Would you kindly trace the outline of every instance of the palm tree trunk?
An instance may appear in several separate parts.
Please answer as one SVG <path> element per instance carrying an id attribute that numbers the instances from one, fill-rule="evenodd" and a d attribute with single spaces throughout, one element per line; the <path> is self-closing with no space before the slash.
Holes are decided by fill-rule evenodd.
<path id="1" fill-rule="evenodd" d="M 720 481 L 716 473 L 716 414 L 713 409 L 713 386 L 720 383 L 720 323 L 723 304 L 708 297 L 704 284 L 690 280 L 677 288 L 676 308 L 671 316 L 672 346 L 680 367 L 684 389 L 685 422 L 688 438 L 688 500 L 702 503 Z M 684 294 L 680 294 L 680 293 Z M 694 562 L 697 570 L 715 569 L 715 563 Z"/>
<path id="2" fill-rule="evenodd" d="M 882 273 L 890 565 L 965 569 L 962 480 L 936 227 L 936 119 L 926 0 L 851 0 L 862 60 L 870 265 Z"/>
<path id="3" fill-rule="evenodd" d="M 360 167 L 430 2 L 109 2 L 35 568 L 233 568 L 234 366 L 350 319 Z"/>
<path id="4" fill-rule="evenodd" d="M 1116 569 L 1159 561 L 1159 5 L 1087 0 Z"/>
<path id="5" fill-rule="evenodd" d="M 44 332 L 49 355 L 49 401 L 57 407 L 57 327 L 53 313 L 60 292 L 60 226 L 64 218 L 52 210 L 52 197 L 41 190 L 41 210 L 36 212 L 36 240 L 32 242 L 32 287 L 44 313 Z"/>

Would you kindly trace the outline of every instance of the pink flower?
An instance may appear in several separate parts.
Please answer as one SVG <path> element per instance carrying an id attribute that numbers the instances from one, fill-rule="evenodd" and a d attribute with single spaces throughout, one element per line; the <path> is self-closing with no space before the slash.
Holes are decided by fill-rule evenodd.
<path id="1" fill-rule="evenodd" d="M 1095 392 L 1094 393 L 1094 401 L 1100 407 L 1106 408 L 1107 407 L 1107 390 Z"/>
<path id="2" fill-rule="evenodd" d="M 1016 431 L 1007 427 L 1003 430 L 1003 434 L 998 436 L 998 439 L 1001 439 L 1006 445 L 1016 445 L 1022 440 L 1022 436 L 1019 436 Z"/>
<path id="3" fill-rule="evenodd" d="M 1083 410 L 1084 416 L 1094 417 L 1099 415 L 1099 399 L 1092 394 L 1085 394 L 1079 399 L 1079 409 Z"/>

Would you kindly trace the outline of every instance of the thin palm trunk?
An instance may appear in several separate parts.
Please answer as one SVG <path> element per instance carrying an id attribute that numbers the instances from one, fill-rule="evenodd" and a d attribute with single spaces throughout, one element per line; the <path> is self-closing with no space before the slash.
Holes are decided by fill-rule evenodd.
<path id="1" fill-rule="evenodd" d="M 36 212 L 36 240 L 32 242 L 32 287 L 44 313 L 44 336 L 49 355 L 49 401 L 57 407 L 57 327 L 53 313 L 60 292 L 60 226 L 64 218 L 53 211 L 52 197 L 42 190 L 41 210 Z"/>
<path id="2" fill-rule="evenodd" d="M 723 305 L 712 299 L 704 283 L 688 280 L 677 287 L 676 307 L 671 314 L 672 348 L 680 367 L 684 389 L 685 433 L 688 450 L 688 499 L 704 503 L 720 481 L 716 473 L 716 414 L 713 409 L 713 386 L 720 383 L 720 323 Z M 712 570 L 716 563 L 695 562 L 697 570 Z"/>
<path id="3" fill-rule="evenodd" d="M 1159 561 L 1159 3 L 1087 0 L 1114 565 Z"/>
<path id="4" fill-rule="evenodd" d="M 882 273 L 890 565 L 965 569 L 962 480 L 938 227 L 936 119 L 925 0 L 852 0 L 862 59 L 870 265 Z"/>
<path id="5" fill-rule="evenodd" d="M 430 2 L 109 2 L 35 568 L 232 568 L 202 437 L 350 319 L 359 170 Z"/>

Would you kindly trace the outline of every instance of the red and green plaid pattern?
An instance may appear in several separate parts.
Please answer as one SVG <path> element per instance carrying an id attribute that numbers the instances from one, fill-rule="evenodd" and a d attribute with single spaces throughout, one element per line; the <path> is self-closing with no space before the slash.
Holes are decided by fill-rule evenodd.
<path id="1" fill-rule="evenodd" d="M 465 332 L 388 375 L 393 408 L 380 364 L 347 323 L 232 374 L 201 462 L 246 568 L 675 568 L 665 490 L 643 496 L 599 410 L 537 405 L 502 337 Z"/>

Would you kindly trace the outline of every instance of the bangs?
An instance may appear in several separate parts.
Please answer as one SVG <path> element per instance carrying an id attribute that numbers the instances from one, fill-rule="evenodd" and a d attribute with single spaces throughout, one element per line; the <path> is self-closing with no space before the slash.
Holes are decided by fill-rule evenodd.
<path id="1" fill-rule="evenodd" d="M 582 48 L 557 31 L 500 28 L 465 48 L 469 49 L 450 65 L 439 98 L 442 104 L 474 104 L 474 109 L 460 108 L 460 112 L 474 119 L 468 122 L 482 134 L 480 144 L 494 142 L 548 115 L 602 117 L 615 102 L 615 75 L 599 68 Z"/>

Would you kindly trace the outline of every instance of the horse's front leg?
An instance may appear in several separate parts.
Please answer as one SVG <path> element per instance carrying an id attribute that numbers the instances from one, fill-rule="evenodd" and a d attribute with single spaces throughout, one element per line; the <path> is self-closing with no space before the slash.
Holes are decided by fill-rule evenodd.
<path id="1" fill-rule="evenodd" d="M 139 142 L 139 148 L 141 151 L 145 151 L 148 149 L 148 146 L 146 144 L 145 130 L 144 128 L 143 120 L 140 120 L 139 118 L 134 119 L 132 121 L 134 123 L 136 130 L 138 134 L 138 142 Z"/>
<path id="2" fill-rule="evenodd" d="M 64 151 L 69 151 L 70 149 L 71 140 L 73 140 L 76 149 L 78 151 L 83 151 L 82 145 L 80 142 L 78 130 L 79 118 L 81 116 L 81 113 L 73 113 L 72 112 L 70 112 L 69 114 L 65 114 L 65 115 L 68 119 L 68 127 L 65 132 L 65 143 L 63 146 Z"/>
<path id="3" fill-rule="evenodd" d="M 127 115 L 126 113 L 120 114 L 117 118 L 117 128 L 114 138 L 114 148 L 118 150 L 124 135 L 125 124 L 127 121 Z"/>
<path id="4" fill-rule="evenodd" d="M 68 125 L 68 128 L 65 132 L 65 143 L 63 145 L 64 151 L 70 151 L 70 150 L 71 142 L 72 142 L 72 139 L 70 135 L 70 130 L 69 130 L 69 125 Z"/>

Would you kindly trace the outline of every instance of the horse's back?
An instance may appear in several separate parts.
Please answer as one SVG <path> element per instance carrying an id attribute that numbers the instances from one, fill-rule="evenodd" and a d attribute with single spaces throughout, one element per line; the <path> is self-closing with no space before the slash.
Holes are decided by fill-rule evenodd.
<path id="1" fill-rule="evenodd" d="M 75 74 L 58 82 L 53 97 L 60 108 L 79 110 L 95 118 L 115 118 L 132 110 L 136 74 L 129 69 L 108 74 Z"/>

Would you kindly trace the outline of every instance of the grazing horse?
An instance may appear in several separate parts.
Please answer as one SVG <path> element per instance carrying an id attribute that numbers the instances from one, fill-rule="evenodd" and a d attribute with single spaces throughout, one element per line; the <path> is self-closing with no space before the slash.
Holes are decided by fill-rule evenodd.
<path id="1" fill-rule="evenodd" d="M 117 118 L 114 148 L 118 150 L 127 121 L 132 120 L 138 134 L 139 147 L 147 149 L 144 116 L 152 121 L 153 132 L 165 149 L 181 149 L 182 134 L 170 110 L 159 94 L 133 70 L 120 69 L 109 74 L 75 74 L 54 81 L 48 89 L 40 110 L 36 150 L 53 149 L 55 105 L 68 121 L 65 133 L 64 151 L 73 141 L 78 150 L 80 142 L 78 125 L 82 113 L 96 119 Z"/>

==============================

### GIVEN TASK
Copy word for word the lines above, from the line with "the horse's back?" to the line with "97 L 60 108", including both of those lines.

### RESULT
Would you kindly trace the outline of every instance of the horse's back?
An instance may appear in several separate parts.
Please answer as one SVG <path> element per instance carrying an id attribute that numbers the instances from one, fill-rule="evenodd" and a d attribute with single spaces throughout, one element per line; the <path> is self-closing with no space before the slash.
Holes are decided by fill-rule evenodd.
<path id="1" fill-rule="evenodd" d="M 75 74 L 58 82 L 53 97 L 60 108 L 79 110 L 95 118 L 115 118 L 132 110 L 136 74 L 129 69 L 108 74 Z"/>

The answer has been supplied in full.